GOAL OF THE EXERCISE |
Print the listing that follows, character for character.

Dataset items

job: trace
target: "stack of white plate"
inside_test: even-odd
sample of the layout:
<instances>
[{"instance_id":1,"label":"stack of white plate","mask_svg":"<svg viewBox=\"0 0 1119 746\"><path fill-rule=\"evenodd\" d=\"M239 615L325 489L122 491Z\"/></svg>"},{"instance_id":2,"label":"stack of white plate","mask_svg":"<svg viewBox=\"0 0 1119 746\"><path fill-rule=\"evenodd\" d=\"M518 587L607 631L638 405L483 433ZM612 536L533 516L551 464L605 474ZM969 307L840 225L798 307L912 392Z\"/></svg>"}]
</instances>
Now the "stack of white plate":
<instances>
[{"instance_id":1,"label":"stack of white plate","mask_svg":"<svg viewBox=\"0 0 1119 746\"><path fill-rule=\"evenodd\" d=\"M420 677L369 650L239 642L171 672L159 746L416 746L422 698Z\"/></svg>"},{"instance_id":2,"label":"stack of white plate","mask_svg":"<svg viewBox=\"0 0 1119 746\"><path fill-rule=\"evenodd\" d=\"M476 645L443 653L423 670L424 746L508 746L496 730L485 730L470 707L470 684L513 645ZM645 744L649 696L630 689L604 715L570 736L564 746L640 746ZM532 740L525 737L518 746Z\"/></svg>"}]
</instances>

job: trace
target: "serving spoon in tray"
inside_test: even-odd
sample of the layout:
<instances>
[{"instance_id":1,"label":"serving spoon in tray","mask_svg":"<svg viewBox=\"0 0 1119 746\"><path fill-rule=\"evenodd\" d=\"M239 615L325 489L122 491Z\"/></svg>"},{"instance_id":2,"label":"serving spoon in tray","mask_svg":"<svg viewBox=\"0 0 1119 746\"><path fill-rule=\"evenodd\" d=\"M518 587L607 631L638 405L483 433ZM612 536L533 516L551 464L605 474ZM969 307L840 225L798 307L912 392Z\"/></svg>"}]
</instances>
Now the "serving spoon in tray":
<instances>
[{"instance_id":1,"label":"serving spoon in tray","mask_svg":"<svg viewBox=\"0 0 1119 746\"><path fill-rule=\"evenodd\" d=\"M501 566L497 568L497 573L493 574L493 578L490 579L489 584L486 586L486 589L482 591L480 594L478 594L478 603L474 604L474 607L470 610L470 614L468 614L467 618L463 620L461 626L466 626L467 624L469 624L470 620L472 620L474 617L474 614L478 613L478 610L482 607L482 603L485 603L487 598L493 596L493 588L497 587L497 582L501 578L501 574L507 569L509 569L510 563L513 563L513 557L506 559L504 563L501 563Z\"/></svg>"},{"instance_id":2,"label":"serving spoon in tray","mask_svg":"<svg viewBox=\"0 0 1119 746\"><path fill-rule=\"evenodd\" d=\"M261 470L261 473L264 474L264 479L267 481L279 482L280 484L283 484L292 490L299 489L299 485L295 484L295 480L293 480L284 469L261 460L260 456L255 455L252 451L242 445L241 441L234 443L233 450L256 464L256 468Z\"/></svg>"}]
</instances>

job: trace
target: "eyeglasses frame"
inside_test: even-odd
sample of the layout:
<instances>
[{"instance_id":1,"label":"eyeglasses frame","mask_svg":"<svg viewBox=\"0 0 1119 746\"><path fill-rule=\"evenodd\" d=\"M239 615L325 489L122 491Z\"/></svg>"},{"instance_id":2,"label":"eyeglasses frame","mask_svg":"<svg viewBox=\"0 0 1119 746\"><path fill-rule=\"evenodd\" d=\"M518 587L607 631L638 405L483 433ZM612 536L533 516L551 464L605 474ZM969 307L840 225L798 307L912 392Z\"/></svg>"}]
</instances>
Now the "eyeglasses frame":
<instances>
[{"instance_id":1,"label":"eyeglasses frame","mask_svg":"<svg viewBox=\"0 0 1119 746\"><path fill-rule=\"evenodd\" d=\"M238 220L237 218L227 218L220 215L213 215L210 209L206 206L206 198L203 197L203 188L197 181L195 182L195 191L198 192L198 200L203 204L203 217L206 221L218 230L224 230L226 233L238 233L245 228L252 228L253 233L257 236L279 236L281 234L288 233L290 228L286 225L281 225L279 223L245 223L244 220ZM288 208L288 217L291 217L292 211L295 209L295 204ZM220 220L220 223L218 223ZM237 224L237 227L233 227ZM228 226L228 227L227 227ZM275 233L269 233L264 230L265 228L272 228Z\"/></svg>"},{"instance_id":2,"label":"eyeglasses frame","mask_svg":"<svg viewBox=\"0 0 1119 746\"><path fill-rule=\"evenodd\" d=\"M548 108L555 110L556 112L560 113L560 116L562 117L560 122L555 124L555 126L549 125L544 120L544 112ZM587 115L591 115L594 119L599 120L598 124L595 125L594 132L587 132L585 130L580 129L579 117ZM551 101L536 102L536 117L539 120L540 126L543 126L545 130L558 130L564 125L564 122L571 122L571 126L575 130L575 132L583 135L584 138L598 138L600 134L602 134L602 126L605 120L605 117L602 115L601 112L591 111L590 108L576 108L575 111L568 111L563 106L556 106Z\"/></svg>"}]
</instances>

REPLY TO THE TASK |
job: trace
target: "stack of white plate"
inside_test: even-odd
sample of the layout:
<instances>
[{"instance_id":1,"label":"stack of white plate","mask_svg":"<svg viewBox=\"0 0 1119 746\"><path fill-rule=\"evenodd\" d=\"M239 615L325 489L122 491Z\"/></svg>"},{"instance_id":2,"label":"stack of white plate","mask_svg":"<svg viewBox=\"0 0 1119 746\"><path fill-rule=\"evenodd\" d=\"M518 587L607 631L638 405L483 433ZM612 536L533 516L551 464L605 474ZM969 307L840 225L798 307L912 392Z\"/></svg>"}]
</instances>
Now the "stack of white plate":
<instances>
[{"instance_id":1,"label":"stack of white plate","mask_svg":"<svg viewBox=\"0 0 1119 746\"><path fill-rule=\"evenodd\" d=\"M420 677L369 650L239 642L171 672L159 746L416 746L422 698Z\"/></svg>"},{"instance_id":2,"label":"stack of white plate","mask_svg":"<svg viewBox=\"0 0 1119 746\"><path fill-rule=\"evenodd\" d=\"M476 645L443 653L423 670L424 746L508 746L496 730L485 730L470 707L470 684L513 645ZM645 744L649 696L630 689L604 715L570 736L564 746L640 746ZM532 740L525 737L518 746Z\"/></svg>"}]
</instances>

job: trace
target: "serving spoon in tray"
inside_test: even-odd
sample of the layout:
<instances>
[{"instance_id":1,"label":"serving spoon in tray","mask_svg":"<svg viewBox=\"0 0 1119 746\"><path fill-rule=\"evenodd\" d=\"M239 615L325 489L122 491Z\"/></svg>"},{"instance_id":2,"label":"serving spoon in tray","mask_svg":"<svg viewBox=\"0 0 1119 746\"><path fill-rule=\"evenodd\" d=\"M518 587L607 631L638 405L483 433ZM612 536L533 516L551 464L605 474ZM969 307L840 225L798 307L912 392Z\"/></svg>"}]
</instances>
Now the "serving spoon in tray":
<instances>
[{"instance_id":1,"label":"serving spoon in tray","mask_svg":"<svg viewBox=\"0 0 1119 746\"><path fill-rule=\"evenodd\" d=\"M501 566L497 568L497 573L493 574L493 578L490 579L489 584L486 586L486 589L482 591L480 594L478 594L478 603L474 604L474 607L470 610L470 614L468 614L467 618L463 620L461 626L466 626L467 624L469 624L470 620L472 620L474 617L474 614L478 613L478 610L482 607L482 603L485 603L487 598L493 596L493 588L497 587L497 582L501 578L501 574L507 569L509 569L510 563L513 563L513 557L506 559L504 563L501 563Z\"/></svg>"},{"instance_id":2,"label":"serving spoon in tray","mask_svg":"<svg viewBox=\"0 0 1119 746\"><path fill-rule=\"evenodd\" d=\"M261 470L261 473L264 474L264 479L267 481L279 482L280 484L283 484L292 490L299 489L299 485L295 484L295 480L293 480L284 469L261 460L260 456L255 455L252 451L242 445L241 441L234 443L233 450L256 464L256 468Z\"/></svg>"}]
</instances>

job: trace
target: "eyeglasses frame"
inside_test: even-odd
sample of the layout:
<instances>
[{"instance_id":1,"label":"eyeglasses frame","mask_svg":"<svg viewBox=\"0 0 1119 746\"><path fill-rule=\"evenodd\" d=\"M239 615L325 489L122 491Z\"/></svg>"},{"instance_id":2,"label":"eyeglasses frame","mask_svg":"<svg viewBox=\"0 0 1119 746\"><path fill-rule=\"evenodd\" d=\"M518 587L607 631L638 405L483 433ZM612 536L533 516L551 464L605 474ZM969 307L840 225L798 307L912 392Z\"/></svg>"}]
</instances>
Now the "eyeglasses frame":
<instances>
[{"instance_id":1,"label":"eyeglasses frame","mask_svg":"<svg viewBox=\"0 0 1119 746\"><path fill-rule=\"evenodd\" d=\"M238 220L237 218L227 218L220 215L213 215L210 209L206 206L206 198L203 197L203 188L197 181L195 182L195 191L198 192L198 200L203 204L203 217L206 221L218 230L224 230L226 233L238 233L245 228L252 228L253 233L257 236L279 236L281 234L288 233L290 228L286 225L281 225L279 223L245 223L244 220ZM288 208L288 217L291 217L292 211L295 209L295 204ZM220 220L220 223L218 223ZM237 224L237 227L233 227ZM228 226L228 227L227 227ZM275 233L269 233L264 230L265 228L272 228Z\"/></svg>"},{"instance_id":2,"label":"eyeglasses frame","mask_svg":"<svg viewBox=\"0 0 1119 746\"><path fill-rule=\"evenodd\" d=\"M548 108L555 110L556 112L560 113L560 116L562 117L560 122L555 124L555 126L549 125L544 120L544 112ZM587 115L591 115L594 119L599 120L598 124L595 125L594 132L587 132L585 130L580 129L579 117ZM551 101L536 102L536 117L539 120L540 126L543 126L545 130L558 130L564 125L564 122L571 122L571 126L575 130L575 132L583 135L584 138L598 138L600 134L602 134L602 126L605 120L605 117L602 115L601 112L591 111L590 108L576 108L575 111L568 111L563 106L556 106Z\"/></svg>"}]
</instances>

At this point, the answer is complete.